● TE LEZEN FRAGMENT
Romewandeling Celio
Praktisch
Startpunt: metrohalte Circo Massimo
Eindpunt: metrohalte Colosseo
Afstand: 4 km
Beschrijving Romewandeling “Celio”
De Celio is een heuvel direct achter het Colosseum, een van de mystieke plaatsen van Rome. Hoewel we tegenwoordig nog weinig klimwerk moeten verrichten door de gestage ophoging van het dal doorheen de eeuwen, is dit de zuidelijkste van de oorspronkelijke zeven heuvels waarop de stad ooit gesticht werd.
Op het wapenschild van rione Celio staat een Afrikaans hoofd bekroond met gouden oren op een zilveren achtergrond. Een verwijzing naar de Afrikaanse legionairs op de Celio die geleid werden door Consul Scipione, ook bekend als “l’Africano”.

De naam Celio komt waarschijnlijk van Mons Querquetulanus wat eikenheuvel betekent. Ook vandaag kent de heuvel naast bebouwing nog tal van groene plekken zoals het park Villa Celimontana in het hart van het gebied. Andere bronnen vertellen dat de naam is afgeleid van de Etruskische strijder Celio Vibenna, één van de twee broers uit de Etruskische stad Vulci die Servius Tullius hielp de zesde koning van Rome te worden.
We starten aan de metrohalte Circo Massimo en volgen de tramsporen richting Colosseum. Aan de rechterkant zie je twee grijze zuilen, het is een herdenkingsmonument voor de slachtoffers van 9/11. We bevinden ons nu op de Piazza di Porta Capena, genoemd naar de voormalige stadspoort waar vandaag niets meer van overblijft.

Het gebouwtje aan de voet van de heuvel is de Casina La Vignola Boccapaduli . Vandaag onderdeel van het stadsarchief. Het is een mooi renaissance paviljoentje dat ooit op de site van de thermen van Caracalla stond en later hier wat verloren geplaatst werd. Een plaat op de zijkant vermeldt dat tijdens de oudheid hier de bron van Mercurius te vinden was.

● GEGEVENS
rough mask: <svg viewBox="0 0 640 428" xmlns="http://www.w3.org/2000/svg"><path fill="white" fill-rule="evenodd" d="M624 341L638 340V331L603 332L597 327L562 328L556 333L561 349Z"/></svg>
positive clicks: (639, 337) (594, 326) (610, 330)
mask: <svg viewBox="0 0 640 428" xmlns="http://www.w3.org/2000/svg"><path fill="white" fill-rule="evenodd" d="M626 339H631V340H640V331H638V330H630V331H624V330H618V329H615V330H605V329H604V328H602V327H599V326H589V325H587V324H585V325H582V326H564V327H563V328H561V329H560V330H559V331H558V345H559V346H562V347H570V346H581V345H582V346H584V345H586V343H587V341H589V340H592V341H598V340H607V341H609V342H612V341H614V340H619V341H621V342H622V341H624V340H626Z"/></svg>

● OPDRACHT
Bewerk de tekst over de Romewandeling Celio: geef het stuk tussen "De Celio is" en "ooit gesticht werd.", beide inbegrepen, opnieuw weer en vervang daarin "Colosseum" door "Flavisch Amfitheater".

● RESULTAAT HIERONDER
De Celio is een heuvel direct achter het Flavisch Amfitheater, een van de mystieke plaatsen van Rome. Hoewel we tegenwoordig nog weinig klimwerk moeten verrichten door de gestage ophoging van het dal doorheen de eeuwen, is dit de zuidelijkste van de oorspronkelijke zeven heuvels waarop de stad ooit gesticht werd.